[BEGIN Provided entries]

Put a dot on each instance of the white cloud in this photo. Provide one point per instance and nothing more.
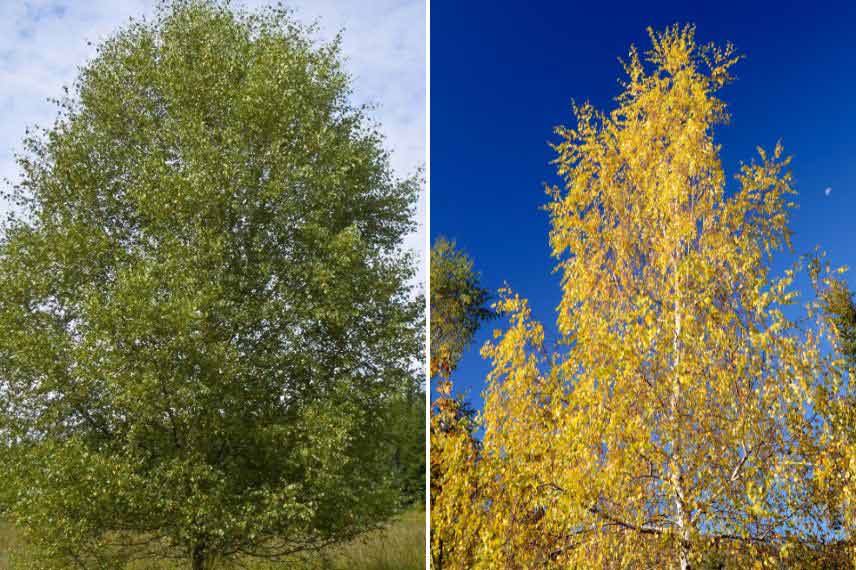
(42, 42)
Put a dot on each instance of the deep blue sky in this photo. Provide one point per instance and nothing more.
(503, 74)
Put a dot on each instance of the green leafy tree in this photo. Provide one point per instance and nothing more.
(458, 305)
(204, 302)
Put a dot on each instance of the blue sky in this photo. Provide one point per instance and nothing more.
(502, 77)
(42, 42)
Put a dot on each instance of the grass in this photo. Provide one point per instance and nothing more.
(401, 546)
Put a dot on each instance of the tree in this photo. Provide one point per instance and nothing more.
(204, 304)
(458, 307)
(678, 420)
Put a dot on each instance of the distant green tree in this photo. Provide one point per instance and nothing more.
(204, 303)
(407, 426)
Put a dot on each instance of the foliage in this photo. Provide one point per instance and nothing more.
(203, 302)
(398, 546)
(407, 429)
(681, 422)
(458, 305)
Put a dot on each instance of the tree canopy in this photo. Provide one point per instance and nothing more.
(205, 309)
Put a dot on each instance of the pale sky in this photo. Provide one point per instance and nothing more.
(42, 42)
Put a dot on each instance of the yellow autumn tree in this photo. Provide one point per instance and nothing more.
(676, 427)
(458, 307)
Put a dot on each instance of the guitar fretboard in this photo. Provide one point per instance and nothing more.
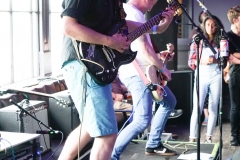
(145, 27)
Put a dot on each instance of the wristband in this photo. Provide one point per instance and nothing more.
(152, 87)
(154, 29)
(162, 70)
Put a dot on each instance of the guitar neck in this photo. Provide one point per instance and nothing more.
(27, 92)
(145, 27)
(149, 24)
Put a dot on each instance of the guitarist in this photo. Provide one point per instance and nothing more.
(88, 21)
(141, 95)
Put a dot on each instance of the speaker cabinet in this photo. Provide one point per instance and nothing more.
(182, 87)
(63, 118)
(10, 120)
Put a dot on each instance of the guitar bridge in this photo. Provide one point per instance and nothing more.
(106, 54)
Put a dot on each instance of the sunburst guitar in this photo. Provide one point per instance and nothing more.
(158, 78)
(103, 62)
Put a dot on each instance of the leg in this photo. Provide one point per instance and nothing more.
(205, 110)
(142, 102)
(234, 89)
(102, 147)
(214, 95)
(154, 145)
(203, 88)
(159, 120)
(70, 149)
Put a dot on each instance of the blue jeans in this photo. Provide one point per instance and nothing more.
(160, 118)
(142, 102)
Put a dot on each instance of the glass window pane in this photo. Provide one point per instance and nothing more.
(55, 5)
(35, 50)
(22, 46)
(5, 5)
(5, 49)
(21, 5)
(34, 5)
(56, 42)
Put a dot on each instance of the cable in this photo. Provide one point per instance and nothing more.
(57, 146)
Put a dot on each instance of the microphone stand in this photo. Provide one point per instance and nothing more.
(224, 36)
(22, 111)
(201, 35)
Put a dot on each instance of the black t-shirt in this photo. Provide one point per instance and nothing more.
(98, 15)
(236, 39)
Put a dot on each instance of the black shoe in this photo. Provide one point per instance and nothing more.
(160, 150)
(234, 141)
(175, 113)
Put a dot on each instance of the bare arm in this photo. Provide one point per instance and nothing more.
(237, 55)
(148, 52)
(73, 29)
(233, 59)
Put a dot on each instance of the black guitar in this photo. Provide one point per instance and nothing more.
(103, 62)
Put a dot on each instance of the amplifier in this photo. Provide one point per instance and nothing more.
(10, 120)
(63, 118)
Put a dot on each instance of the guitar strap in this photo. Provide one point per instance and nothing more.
(149, 84)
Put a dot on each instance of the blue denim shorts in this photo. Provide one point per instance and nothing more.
(97, 116)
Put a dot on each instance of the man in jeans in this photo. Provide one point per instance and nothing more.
(141, 95)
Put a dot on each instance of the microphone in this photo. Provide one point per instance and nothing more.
(224, 52)
(47, 132)
(203, 7)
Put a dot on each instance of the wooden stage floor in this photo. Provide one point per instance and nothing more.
(136, 151)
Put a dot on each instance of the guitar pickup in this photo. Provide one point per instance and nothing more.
(106, 54)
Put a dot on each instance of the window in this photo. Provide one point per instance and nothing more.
(21, 38)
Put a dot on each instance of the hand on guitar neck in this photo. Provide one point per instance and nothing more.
(166, 56)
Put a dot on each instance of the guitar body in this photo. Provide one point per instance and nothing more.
(103, 62)
(154, 76)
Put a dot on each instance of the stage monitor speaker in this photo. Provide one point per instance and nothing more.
(63, 118)
(9, 120)
(26, 146)
(182, 87)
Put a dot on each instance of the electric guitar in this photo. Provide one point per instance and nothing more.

[END Provided entries]

Put the lines of the listing above, from the line with "Put a dot on each instance of the guitar body" up to and including the final line of the listing, into a numbered list, and leave out any blank lines.

1. Put a dot on each instance of the guitar body in this photo. Provide one point per instance and nothing more.
2. (103, 62)
3. (154, 76)
4. Put a dot on each instance of the stage monitor speaker in this photo. Provide one point per instance and nothing more.
5. (63, 118)
6. (9, 120)
7. (26, 146)
8. (182, 87)
9. Put a dot on each instance of the electric guitar in this photo. Provide one point per instance and nothing more.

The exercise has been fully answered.